_The task_
Identify each line in the data below that contains the word "panel" and copy every such line.

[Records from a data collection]
::::
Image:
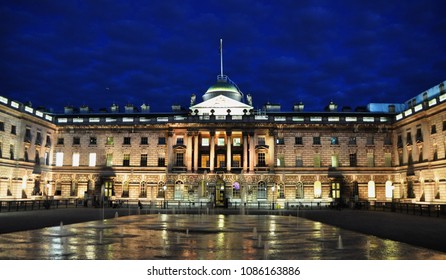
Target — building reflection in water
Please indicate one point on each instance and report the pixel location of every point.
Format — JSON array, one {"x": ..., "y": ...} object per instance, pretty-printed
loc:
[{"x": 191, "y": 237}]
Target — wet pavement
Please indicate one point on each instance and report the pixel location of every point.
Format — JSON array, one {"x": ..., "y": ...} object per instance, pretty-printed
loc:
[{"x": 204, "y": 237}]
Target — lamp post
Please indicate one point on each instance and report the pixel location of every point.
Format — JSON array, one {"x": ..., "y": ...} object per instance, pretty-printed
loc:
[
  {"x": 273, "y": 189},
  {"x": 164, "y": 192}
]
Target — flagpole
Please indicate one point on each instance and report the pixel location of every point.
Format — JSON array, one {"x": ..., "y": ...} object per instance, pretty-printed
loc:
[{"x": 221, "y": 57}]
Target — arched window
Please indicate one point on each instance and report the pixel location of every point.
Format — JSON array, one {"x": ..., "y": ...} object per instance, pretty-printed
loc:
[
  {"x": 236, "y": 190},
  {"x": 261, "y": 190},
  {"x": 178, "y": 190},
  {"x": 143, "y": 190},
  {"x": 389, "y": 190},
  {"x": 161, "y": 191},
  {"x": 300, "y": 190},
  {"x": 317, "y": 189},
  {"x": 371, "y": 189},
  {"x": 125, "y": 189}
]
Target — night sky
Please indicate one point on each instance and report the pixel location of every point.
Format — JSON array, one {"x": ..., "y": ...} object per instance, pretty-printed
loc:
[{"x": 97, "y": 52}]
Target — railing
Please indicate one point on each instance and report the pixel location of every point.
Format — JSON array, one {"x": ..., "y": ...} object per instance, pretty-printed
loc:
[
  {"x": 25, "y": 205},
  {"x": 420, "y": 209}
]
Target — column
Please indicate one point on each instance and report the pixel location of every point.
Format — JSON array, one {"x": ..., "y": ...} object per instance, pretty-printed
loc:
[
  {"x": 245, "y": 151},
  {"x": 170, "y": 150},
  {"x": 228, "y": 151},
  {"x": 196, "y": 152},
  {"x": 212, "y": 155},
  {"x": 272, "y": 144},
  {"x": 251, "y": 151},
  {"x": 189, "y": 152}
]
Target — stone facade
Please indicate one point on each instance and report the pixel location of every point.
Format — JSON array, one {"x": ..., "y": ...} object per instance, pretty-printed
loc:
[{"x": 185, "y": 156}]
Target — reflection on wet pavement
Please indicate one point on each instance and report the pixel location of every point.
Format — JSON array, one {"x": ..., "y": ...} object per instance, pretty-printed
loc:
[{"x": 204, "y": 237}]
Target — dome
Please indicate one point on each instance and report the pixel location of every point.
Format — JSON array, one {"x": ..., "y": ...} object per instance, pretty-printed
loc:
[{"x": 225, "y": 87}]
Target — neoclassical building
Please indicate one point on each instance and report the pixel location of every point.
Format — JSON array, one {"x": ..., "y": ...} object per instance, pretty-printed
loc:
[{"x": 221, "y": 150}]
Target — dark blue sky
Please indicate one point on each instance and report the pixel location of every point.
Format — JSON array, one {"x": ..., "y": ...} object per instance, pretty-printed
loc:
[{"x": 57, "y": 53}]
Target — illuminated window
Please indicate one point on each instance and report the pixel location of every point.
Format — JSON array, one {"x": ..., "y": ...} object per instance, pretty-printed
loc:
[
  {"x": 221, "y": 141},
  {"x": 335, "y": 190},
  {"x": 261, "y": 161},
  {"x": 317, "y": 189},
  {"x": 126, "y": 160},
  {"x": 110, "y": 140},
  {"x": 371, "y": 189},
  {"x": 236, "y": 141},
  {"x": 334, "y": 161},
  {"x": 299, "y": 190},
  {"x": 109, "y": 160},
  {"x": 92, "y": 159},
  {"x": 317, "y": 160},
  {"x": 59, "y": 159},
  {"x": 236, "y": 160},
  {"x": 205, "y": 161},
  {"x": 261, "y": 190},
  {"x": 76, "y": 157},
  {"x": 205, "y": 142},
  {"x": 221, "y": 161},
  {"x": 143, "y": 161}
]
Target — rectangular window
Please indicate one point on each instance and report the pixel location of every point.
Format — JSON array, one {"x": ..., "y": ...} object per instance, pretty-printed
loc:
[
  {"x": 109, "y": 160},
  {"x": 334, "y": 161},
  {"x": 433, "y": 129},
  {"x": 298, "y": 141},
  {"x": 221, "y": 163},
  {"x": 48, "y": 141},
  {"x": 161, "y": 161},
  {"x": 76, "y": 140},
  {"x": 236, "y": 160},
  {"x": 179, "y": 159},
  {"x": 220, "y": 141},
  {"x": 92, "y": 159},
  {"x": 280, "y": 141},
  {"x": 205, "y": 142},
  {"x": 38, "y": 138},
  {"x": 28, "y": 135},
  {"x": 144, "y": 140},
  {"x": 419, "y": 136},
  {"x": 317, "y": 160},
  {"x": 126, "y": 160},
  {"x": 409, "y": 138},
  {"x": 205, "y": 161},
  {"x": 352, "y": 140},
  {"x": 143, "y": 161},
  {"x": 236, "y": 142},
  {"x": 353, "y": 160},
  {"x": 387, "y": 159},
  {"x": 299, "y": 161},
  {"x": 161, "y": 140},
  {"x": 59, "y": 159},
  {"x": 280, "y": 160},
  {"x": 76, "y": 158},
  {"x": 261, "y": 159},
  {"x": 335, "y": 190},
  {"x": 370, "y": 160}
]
::::
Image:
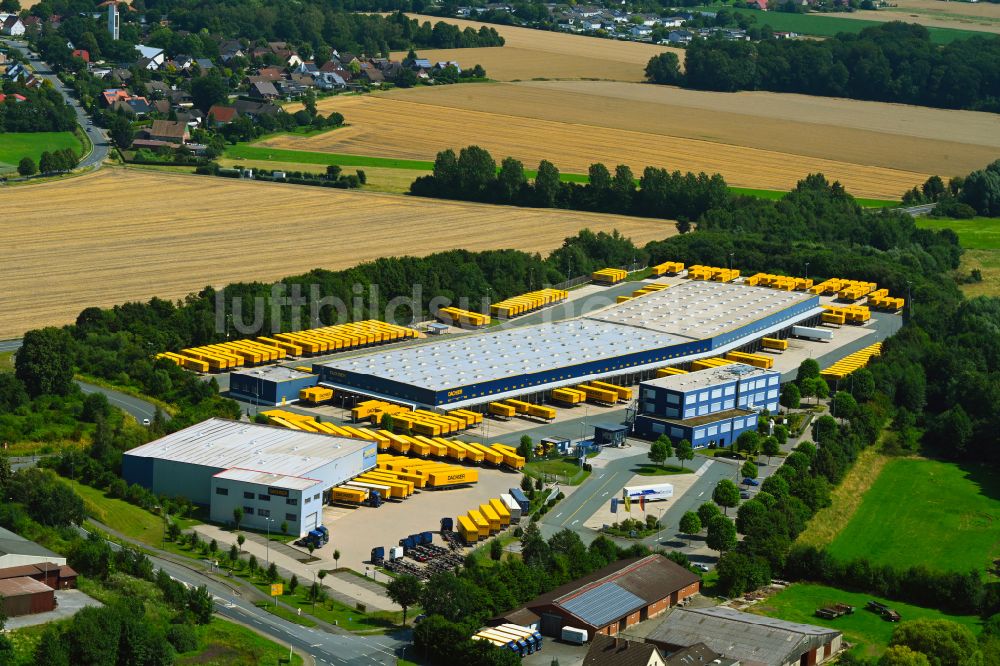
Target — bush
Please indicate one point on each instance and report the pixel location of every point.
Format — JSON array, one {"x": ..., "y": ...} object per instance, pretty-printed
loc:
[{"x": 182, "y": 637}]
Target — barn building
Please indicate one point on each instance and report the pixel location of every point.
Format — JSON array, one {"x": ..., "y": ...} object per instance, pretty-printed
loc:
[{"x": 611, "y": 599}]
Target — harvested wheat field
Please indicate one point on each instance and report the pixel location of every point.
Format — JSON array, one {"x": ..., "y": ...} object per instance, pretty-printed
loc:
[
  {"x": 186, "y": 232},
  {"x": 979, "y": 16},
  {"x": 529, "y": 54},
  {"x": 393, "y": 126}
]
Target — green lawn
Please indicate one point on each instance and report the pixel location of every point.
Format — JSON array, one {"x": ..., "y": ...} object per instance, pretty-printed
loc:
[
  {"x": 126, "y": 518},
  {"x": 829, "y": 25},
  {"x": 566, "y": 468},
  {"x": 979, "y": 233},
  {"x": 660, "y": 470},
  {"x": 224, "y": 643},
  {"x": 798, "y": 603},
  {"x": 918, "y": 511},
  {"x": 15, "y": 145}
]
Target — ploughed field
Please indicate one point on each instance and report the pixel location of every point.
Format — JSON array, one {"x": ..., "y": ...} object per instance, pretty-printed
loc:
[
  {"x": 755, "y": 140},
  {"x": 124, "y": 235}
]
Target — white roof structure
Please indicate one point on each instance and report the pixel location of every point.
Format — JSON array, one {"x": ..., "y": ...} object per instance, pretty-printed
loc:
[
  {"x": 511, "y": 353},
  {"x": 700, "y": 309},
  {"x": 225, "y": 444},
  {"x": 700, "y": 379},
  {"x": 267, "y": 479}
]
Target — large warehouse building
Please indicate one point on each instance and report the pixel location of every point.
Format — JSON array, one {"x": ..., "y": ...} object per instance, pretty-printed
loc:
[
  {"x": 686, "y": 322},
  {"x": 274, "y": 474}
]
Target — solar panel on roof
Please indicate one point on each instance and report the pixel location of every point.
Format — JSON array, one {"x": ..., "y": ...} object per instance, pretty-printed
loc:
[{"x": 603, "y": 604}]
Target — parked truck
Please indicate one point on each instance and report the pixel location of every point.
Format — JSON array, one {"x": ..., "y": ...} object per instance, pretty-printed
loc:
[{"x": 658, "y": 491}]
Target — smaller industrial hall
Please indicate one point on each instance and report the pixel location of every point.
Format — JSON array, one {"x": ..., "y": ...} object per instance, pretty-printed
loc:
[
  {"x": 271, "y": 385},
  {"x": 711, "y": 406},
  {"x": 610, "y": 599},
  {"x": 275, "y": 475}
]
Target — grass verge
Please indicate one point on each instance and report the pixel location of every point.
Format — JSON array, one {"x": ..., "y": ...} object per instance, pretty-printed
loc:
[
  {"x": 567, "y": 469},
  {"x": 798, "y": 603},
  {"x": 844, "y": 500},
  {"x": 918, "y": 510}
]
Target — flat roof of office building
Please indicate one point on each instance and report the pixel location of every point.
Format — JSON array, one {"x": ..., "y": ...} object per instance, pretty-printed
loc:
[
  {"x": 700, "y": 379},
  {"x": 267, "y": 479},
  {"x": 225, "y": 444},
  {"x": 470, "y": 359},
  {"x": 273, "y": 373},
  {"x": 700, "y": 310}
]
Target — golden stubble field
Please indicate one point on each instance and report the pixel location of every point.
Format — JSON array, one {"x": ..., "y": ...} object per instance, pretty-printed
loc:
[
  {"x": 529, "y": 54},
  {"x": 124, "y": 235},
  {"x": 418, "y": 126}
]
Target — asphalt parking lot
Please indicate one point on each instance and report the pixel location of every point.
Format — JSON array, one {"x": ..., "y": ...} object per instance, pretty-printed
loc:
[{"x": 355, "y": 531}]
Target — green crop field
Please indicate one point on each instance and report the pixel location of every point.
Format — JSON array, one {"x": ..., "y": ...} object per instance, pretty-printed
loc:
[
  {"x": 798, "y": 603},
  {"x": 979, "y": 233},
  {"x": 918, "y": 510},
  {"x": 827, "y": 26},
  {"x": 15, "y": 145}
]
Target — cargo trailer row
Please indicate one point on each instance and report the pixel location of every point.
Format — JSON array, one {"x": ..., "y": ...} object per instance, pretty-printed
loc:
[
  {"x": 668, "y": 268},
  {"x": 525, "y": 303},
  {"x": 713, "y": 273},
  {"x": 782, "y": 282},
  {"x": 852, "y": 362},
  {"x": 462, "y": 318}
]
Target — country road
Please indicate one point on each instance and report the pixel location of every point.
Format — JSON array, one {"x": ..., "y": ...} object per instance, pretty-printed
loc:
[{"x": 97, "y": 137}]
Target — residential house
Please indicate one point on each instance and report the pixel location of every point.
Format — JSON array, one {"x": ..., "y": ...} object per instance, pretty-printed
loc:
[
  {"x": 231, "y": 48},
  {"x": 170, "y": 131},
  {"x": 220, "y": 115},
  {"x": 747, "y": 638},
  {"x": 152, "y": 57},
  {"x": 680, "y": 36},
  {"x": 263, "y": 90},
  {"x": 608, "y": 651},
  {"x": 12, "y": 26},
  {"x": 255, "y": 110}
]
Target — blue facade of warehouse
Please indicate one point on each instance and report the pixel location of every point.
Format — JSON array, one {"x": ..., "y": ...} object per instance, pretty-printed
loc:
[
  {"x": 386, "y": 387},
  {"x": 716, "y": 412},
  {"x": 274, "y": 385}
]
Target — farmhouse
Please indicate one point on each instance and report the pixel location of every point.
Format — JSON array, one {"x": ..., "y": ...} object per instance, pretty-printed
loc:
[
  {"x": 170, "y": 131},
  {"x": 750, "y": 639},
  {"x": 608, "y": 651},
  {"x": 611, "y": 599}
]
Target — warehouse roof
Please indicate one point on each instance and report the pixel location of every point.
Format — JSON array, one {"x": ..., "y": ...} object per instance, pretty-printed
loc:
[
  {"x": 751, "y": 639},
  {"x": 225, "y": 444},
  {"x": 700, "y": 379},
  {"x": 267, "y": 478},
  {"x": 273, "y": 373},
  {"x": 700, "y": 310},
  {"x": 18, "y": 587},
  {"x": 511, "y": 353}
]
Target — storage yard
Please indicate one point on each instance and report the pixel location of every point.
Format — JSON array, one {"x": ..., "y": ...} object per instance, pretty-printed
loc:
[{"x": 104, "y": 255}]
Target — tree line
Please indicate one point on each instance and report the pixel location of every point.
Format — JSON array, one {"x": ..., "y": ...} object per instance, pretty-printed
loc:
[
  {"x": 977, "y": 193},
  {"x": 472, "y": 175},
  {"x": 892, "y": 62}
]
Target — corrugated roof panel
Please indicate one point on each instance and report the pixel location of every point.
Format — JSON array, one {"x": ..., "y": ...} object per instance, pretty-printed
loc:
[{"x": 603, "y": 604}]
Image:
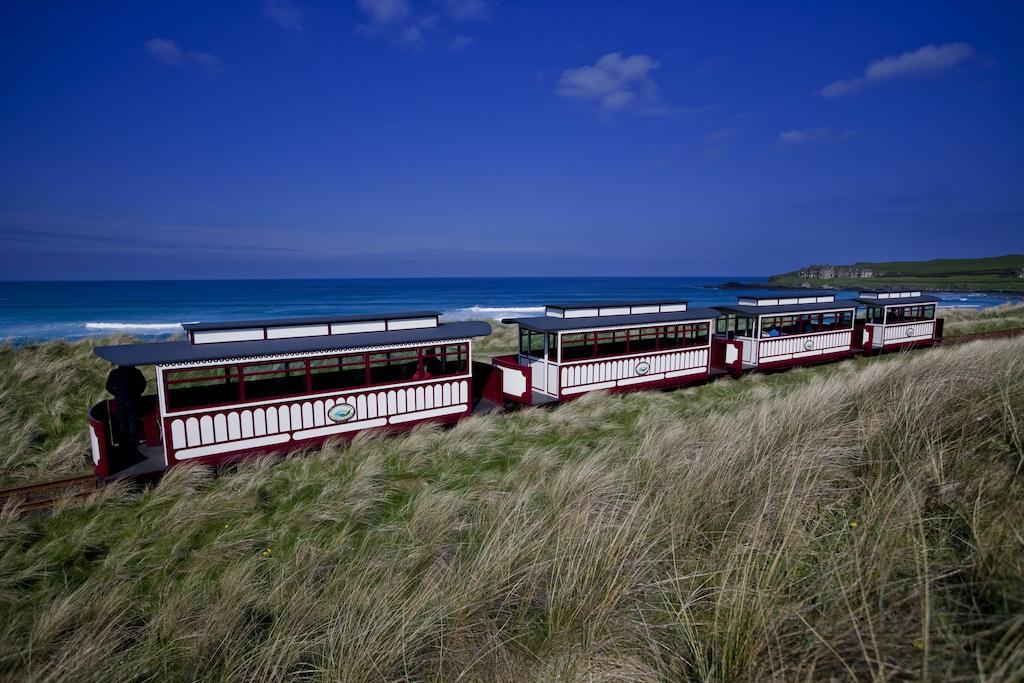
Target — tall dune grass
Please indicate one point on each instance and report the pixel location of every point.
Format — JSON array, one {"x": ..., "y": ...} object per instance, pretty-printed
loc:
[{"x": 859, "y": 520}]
::::
_Answer to this exercise_
Target — solar panel on roof
Target — corrugated roof panel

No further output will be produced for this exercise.